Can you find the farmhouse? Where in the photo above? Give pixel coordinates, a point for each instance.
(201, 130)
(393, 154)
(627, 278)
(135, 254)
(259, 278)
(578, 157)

- - -

What you are asked to do: The records above should all be quoted exactly, please.

Right answer:
Can you find the farmhouse? Where in the photo above? Give pixel coordinates, a point for each instance.
(201, 130)
(393, 154)
(627, 278)
(135, 254)
(259, 278)
(578, 157)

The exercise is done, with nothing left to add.